──────── Raw data

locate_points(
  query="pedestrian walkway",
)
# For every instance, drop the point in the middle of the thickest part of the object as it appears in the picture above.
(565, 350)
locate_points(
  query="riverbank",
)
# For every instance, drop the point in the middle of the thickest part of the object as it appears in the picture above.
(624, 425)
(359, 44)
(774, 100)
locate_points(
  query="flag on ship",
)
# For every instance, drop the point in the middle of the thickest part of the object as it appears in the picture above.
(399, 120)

────────────────

◆ **Work instructions**
Every entry needs to be retyped exactly.

◆ **Response for this exercise**
locate_points(
  query="pedestrian walkway",
)
# For every instance, drop the point in the middle of the thickest part of the object as it appears in the picture above.
(565, 350)
locate_points(
  query="riverbank",
)
# For every instance, drop the point in the middle of the thickest part of the object as it appears in the picture above.
(624, 425)
(359, 44)
(774, 100)
locate_points(
  query="flag on ship",
)
# For every instance, drop the point in the middle of the thickest part of the object as it appears in the picture above.
(399, 120)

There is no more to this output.